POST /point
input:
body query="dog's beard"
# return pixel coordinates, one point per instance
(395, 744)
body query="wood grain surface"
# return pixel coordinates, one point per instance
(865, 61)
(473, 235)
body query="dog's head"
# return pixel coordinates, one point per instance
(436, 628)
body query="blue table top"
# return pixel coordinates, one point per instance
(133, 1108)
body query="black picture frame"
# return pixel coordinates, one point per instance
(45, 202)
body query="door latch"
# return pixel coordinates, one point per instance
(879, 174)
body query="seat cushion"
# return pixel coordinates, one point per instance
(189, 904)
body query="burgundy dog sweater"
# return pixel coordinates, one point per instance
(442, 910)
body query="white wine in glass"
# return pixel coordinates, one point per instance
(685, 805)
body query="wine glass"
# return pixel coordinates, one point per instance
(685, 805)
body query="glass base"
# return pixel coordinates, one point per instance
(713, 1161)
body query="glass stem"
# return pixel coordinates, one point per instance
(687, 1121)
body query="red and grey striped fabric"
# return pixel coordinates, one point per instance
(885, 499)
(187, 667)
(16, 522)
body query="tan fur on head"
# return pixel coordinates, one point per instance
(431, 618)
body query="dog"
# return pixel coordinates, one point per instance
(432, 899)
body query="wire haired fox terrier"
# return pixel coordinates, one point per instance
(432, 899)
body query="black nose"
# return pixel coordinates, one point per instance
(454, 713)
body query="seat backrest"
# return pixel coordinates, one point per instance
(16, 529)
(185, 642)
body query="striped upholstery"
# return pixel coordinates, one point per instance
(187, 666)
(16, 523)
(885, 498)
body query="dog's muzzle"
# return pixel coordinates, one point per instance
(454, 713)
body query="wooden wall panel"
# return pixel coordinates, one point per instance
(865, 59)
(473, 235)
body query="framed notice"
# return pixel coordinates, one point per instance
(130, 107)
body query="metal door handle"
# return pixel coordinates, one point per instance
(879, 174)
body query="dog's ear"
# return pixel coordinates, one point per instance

...

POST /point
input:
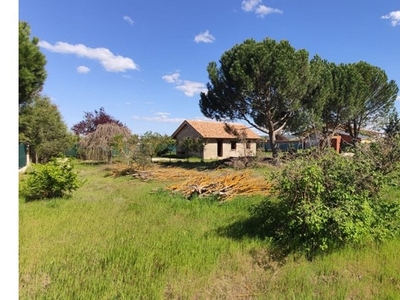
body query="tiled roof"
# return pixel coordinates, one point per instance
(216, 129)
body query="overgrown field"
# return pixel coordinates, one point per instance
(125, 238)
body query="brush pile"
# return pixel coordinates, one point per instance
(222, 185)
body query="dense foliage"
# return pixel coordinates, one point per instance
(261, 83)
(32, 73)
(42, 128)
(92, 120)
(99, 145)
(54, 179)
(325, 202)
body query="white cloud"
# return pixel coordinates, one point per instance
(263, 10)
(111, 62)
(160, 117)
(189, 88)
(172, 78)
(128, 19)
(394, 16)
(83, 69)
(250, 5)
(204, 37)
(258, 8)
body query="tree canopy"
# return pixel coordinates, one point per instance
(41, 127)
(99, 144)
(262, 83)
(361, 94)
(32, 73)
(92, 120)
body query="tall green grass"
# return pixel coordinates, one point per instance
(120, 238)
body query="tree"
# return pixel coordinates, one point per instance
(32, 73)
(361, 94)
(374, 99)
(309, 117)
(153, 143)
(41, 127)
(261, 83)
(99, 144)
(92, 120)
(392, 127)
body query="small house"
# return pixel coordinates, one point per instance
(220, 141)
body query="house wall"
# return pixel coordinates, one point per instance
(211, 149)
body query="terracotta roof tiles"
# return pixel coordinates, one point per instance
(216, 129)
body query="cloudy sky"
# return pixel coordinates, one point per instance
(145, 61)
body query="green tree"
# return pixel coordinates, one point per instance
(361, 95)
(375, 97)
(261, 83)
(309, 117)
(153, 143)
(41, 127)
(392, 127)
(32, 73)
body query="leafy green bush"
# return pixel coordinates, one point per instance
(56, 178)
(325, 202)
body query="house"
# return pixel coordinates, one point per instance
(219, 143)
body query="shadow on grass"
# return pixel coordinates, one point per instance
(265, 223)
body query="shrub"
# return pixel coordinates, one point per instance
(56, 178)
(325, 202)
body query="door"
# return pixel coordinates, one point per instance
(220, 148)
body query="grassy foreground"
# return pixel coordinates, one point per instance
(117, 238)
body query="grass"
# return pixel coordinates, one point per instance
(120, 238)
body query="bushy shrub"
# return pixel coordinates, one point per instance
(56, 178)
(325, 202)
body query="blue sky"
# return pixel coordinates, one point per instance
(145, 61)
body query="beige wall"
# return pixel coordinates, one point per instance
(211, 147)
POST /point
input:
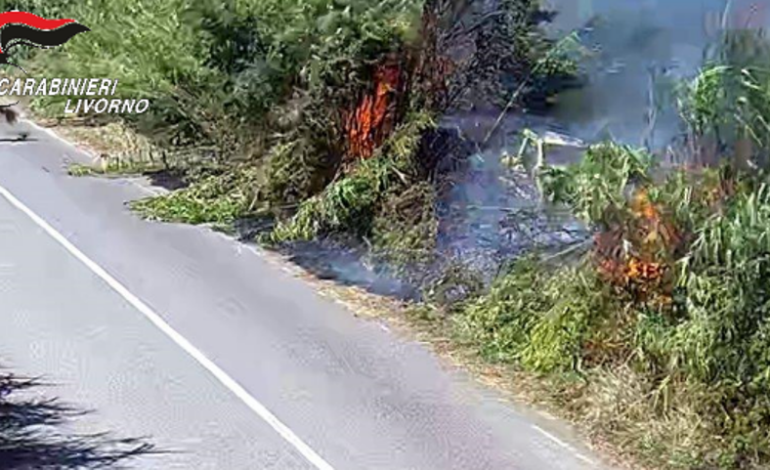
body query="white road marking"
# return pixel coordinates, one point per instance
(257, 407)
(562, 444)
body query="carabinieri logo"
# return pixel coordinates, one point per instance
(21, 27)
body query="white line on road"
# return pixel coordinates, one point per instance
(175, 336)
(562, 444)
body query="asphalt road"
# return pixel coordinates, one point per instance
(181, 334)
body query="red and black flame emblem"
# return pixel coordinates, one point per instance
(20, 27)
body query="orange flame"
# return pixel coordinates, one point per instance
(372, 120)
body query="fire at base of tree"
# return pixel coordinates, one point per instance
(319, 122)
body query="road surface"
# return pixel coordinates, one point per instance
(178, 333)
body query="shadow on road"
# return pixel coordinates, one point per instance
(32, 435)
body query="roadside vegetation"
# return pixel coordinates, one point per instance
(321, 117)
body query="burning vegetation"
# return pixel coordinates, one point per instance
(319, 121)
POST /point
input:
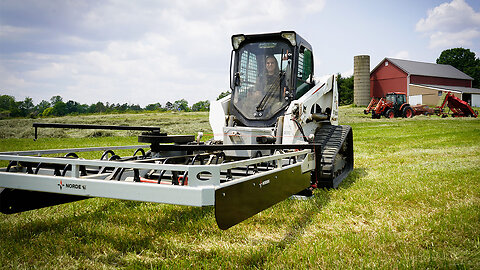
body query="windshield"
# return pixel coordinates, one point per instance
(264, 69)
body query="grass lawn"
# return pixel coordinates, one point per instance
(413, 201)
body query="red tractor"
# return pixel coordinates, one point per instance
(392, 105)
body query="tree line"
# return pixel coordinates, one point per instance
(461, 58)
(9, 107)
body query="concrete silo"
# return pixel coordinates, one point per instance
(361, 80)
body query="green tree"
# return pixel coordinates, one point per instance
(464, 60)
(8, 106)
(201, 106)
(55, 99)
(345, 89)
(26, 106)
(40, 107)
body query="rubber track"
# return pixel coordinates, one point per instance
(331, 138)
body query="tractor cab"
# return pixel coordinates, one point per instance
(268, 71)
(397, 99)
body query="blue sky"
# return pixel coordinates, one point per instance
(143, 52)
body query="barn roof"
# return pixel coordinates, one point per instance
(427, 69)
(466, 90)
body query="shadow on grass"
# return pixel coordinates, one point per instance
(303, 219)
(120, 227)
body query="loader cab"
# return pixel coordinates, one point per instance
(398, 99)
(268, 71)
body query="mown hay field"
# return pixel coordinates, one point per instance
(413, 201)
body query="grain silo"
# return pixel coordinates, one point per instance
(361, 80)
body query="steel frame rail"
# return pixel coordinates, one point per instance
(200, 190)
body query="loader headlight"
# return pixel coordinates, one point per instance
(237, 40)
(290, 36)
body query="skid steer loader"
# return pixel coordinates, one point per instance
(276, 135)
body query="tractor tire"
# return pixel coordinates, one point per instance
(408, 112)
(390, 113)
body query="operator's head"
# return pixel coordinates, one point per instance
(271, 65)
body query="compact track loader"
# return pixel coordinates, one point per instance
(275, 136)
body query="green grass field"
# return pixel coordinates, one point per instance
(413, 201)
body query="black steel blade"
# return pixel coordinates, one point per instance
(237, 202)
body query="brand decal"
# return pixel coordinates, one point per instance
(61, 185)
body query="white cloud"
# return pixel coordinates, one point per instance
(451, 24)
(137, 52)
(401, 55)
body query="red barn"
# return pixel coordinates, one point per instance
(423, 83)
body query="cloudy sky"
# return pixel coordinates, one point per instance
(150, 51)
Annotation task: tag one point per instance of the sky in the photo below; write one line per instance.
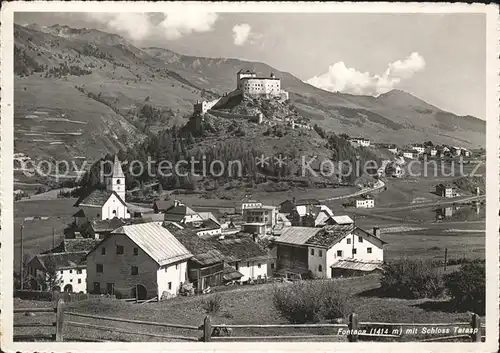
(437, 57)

--

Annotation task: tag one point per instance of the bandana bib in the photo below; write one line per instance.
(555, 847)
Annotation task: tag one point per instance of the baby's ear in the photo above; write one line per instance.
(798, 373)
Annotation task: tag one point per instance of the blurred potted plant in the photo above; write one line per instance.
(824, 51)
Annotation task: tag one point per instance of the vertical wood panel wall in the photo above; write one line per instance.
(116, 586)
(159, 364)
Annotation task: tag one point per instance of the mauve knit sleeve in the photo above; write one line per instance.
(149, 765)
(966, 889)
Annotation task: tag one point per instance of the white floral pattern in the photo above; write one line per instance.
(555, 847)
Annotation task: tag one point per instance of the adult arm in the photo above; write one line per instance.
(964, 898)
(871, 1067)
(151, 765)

## What is required
Scan the listing for the word "tractor". Copy every line in which it appears.

## Task result
body query="red tractor"
body query="tractor cab"
body query="tractor tire"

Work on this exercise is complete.